SET EXERCISE: Could you echo every line of the listing below exactly as it stands, leaving out the pictures from your answer?

INPUT RECORDS:
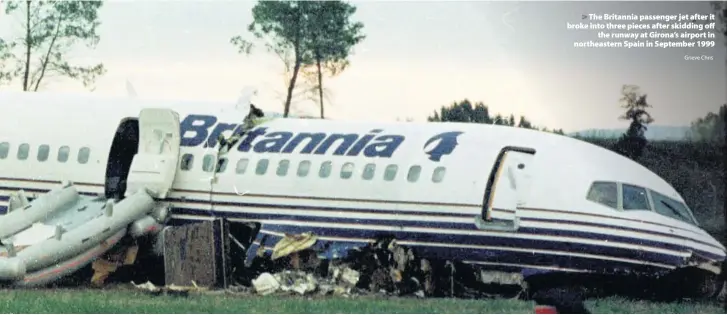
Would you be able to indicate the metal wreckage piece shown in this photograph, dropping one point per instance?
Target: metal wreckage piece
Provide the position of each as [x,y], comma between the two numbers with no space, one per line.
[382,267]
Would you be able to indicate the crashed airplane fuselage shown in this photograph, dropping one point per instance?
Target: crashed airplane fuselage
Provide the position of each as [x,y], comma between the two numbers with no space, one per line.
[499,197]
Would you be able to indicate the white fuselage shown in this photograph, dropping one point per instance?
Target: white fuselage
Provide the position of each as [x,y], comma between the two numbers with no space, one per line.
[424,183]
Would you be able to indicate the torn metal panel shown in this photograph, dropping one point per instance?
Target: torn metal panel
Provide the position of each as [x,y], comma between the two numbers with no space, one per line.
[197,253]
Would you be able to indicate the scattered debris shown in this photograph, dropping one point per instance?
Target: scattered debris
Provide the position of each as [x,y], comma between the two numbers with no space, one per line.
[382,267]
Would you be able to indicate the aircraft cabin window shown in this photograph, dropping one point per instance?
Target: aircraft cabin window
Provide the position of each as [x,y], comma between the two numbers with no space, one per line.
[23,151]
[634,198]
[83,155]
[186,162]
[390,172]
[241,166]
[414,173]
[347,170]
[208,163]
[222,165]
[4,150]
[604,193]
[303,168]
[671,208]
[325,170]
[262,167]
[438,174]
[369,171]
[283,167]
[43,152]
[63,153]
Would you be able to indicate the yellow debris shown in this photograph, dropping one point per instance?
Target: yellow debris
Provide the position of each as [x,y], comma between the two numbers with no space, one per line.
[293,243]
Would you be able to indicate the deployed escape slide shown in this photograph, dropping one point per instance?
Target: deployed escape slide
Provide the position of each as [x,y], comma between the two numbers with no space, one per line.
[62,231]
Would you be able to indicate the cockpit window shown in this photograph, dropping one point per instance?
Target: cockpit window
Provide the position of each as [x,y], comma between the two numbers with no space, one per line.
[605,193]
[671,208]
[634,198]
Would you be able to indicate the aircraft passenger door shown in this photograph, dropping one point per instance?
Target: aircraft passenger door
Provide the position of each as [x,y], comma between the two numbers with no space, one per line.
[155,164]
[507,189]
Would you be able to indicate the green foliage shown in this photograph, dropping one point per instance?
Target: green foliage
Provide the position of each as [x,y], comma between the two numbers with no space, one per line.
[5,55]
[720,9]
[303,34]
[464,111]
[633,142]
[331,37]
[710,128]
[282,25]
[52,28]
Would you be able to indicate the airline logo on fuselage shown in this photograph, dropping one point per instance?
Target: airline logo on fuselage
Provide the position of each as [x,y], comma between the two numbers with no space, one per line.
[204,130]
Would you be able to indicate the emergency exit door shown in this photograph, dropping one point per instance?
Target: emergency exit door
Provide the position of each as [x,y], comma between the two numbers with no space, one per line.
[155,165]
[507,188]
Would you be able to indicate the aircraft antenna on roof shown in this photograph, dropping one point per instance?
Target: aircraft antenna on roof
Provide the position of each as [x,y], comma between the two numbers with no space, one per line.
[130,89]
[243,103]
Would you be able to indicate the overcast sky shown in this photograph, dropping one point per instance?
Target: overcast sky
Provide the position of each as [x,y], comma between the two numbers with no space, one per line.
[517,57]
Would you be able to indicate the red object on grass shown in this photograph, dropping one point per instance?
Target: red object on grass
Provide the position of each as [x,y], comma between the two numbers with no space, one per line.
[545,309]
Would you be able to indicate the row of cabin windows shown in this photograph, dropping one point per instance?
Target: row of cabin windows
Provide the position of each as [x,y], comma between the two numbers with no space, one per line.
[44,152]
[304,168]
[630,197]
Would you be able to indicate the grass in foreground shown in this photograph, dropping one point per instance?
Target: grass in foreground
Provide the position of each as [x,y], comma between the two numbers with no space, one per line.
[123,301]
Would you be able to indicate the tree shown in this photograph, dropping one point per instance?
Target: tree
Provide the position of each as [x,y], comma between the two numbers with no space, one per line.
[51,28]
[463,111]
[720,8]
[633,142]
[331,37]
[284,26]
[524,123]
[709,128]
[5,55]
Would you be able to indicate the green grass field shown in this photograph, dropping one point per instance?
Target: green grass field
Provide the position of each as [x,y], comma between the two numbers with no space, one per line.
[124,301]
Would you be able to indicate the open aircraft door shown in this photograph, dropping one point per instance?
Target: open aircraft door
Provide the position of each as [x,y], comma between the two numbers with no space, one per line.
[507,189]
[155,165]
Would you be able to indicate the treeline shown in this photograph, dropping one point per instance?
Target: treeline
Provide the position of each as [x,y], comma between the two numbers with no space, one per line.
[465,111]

FINAL RESULT:
Would you be able to indicate the metal wreckage piece shown in this photograph, dropping one point per instance?
Target: metal wreckage piece
Provide the position of each as [x,y], comma between the two numbers with no space, one per line.
[382,267]
Would you be able to indicate the crashed airplane fuselage shown in this photograph, dropping one point per instance?
Target: crashed airplane fuselage
Provide the position of each as [x,y], comma between the two numbers with no space, one per line.
[499,197]
Would you be able to indicate the white fuselage shown in this photograph, dropping one point per instance?
Target: white fuselage
Provide the position of each as [x,y], comma between the two numbers with no space, one per line.
[424,183]
Would you be able to indicate the torn metal panel shown in this photograph, dropping one point per instance?
Target: torn metal panel
Provide the position of each as [x,y], comma between the two numbers with no space, one per line.
[197,253]
Would you be able to indicate the scattered debris shown in this photograph, dropping one point per instance?
Target: scattered debris
Provide the position of each as [x,y], comma between the two numbers with no space, one per line.
[382,267]
Would you be able to indicate the aircraft cabin window shown in this photograph, dropping one point per instance?
Target: aircraft cabin window
Provide the position of each as [x,y], comma between the two numbers with no space, one per line.
[23,151]
[634,198]
[83,155]
[186,162]
[390,172]
[241,166]
[414,173]
[347,170]
[208,163]
[222,165]
[4,150]
[604,193]
[303,168]
[671,208]
[325,170]
[262,167]
[438,174]
[369,171]
[283,167]
[43,152]
[63,153]
Would you be able to indicate the yellow debris shown in this photograph, dropping one point per instance?
Target: yellow debris
Provide the position of each as [x,y], comma between the two numbers with no space, one per line.
[293,243]
Would you be able to indicate the deployed escape slide shown in this photograph, dropping one point per instance?
Target: deployed escape slide
Provide the position of each as [x,y], comma between the two numbers with no space, one per line.
[62,231]
Would you be able to indicate the cockpit window shown in this photograph, dropping one point per instance?
Target: cockpit window
Provide the position of each as [x,y], comma between the two numbers with no space, one per line.
[605,193]
[671,208]
[634,198]
Would you be able to indicate the aircraft passenger door shown in this photograph, dropping one point per instance?
Target: aircraft passenger door
Provide the position of each as [x,y], comma between the two numbers with no space, one per line.
[155,164]
[507,189]
Would you be able to indicate the green foliage shown in this photograph, dropping one point per instance?
Target: green foliage
Provide the position of each as [x,y], comma between the two numbers with no space, one per line.
[5,55]
[720,9]
[303,34]
[464,111]
[633,142]
[331,37]
[710,128]
[282,25]
[52,28]
Would you be able to indicate the airline logo on fuselage shown in this photograph, dropping one point per instance?
Target: airline logo on fuselage
Provide the position of each as [x,y], comma between the two numbers with no space, one per line.
[204,130]
Would you be able to indicate the emergency exit door shown in this photograph, dropping one point per instance?
Target: emergency exit door
Provide the position of each as [x,y], comma between the two numbers with no space, one per line.
[155,165]
[507,188]
Would you be able to indicate the aircraft antenna on roof shown in this photograph, dropping one point per instance?
Target: aircraft antenna on roof
Provide the position of each as [x,y], comma between the two numbers with no space, one per line.
[130,89]
[243,103]
Would you be able to indicate the overcast sky shown in this photograph, dropping one point per instance?
Target: overcast sky
Provide the position of each as [x,y], comma between the two numbers with no space, one per line.
[517,57]
Would you be able to indicate the red object on grass shown in this photograph, dropping one point per instance?
Target: red object on grass
Provide the position of each as [x,y], comma between the two numbers with no space, one per line.
[545,309]
Would you be able to indicate the row of cabin windows shown in this photograph, dropping one point per instance?
Target: row of cabin windows
Provide the position of each as [x,y], comma between the two numbers with no space, one per line.
[44,152]
[304,168]
[630,197]
Would you be able to indicate the grass in foreground shown in this photograph, dropping one point per instance?
Target: grass in foreground
Provide the position of each as [x,y], comma between the two numbers with no space, one per line.
[123,301]
Would you be able to indicate the tree shown in this photograph, dropping one point per instance?
Target: tree
Provide the position of each as [x,y], comma between the two numbers with no space, one per line.
[51,28]
[463,111]
[720,8]
[633,142]
[331,37]
[284,26]
[524,123]
[709,128]
[5,55]
Would you be able to indicate the green grass field shown in this photograph, dropping one point per instance?
Target: green grass field
Provide the position of each as [x,y], comma between the two numbers with no space, one per line.
[124,301]
Would you be able to indicate the open aircraft door shown in this photograph, dropping one point per instance?
Target: open aircraft door
Provide the position of each as [x,y], comma between the two numbers with no space, one per line.
[507,189]
[155,165]
Would you be able to indicate the treeline shown in this photograph, dropping one point per instance?
Target: treeline
Provide the position of each as [x,y], comma between the two numbers with no space, one per line.
[465,111]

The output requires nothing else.